**** Source excerpt ****
You are viewing a plain text version of this content. The canonical link for it is here.

Posted to issues@iceberg.apache.org by GitBox <gi...@apache.org> on 2021/09/26 08:21:13 UTC

[GitHub] [iceberg] liupan664021 opened a new issue #3179: ParallelIterable may cause memory pressure for presto coordinator

liupan664021 opened a new issue #3179:
URL: https://github.com/apache/iceberg/issues/3179

- No limit for split queue
Presto iceberg connector use `BaseTableScan#planTasks()` to generate splits which is processed by a `ParallelIterable` to plan parallelly. The base logic of `ParallelIterable` is that: when `hasNext()` is called, plan tasks(each task for each manifest) are submitted to a thread pool to plan data files from each manifest, and the generated `FileScanTask` are stored in a queue and then are consumed by `next()`. However there is no limit size or target size for the queue. That is to say when a task is submitted, all data files of the manifest in the task will be added to the queue continuously unitl finished. So in extreme cases, if a manifest has a huge amount of a datafiles and the consume speed is slow meanwhile, the size of the queue will grow quickly and cause memory pressure of the presto coordinator , especially then the `FileScanTask` size is big, eg. planning table with extremelly complicated schema.
**** Source data ****
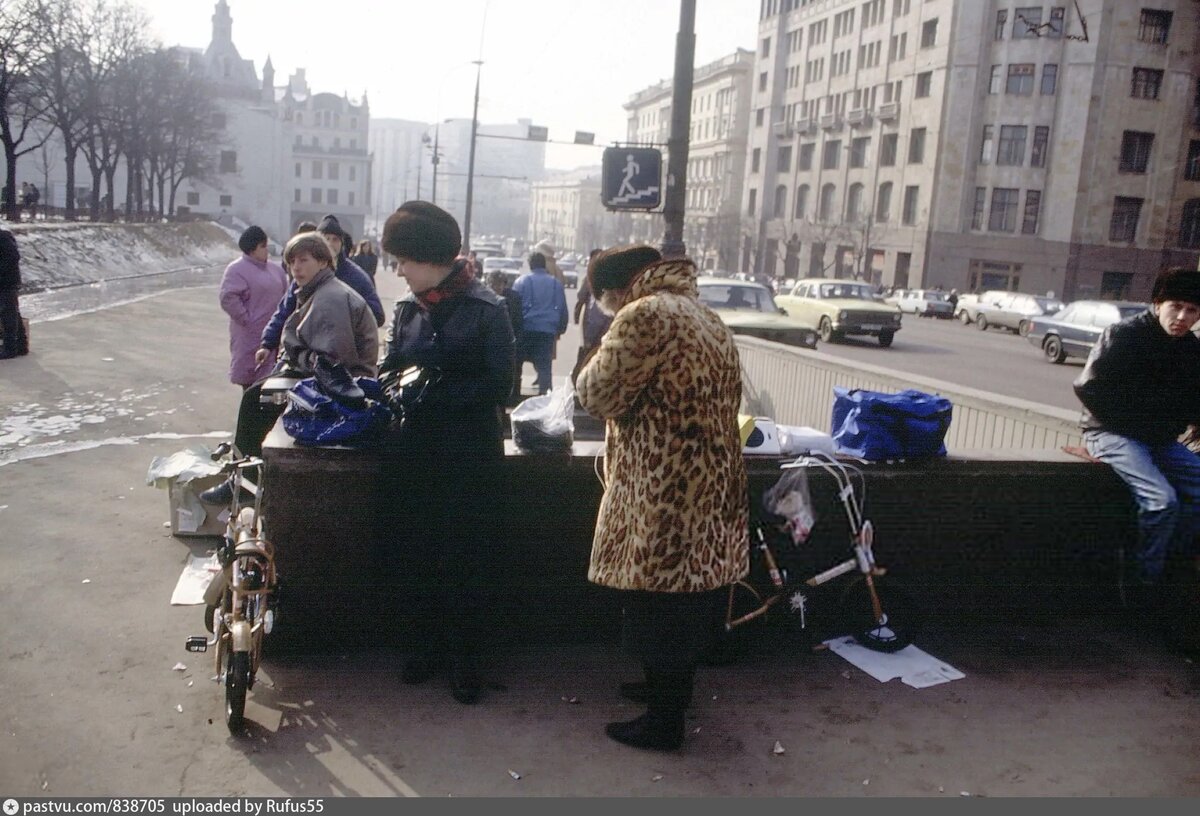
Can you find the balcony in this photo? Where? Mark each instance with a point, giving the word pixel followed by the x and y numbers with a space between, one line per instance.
pixel 831 121
pixel 888 112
****
— Task brief —
Continue the GitHub issue about ParallelIterable causing memory pressure on the Presto coordinator, picking up right after its last sentence.

— Result for this task —
- Split queue is not cleared after iterator closed
Another problem is that when the `ParallelIterable` is closed, the queue is not cleared as the code shows below.
Since presto keeps history queries for a while, the `FileScanTask` remain in the queue are referenced by scheduler and then reference by a presto query which can not collected by gc. This may cause the coordinator OOM in extremelly cases.

In out test, we set up a presto coordinator (worker node as well) of -Xmx=40GB, and query a sql like `select col from table limit 1` in which the `table` has a verg complicated schema. When this sql is submitted continuously 8-10 times, the coordinator crashed caused of a oom error. We found that the `FileScanTask`s in the `ParallelIterator#queue` reached 2.5GB per query in the heap dump, and filled the heap of jvm quickly.

Of course, we can set `null` explicitly to the iterator reference of `combinedScanIterable` to let gc collect the splits after query completed, but I think it's resonable to clear the queue when closing the `ParallelIterator` since the iterator can not be accessed anymore after closed.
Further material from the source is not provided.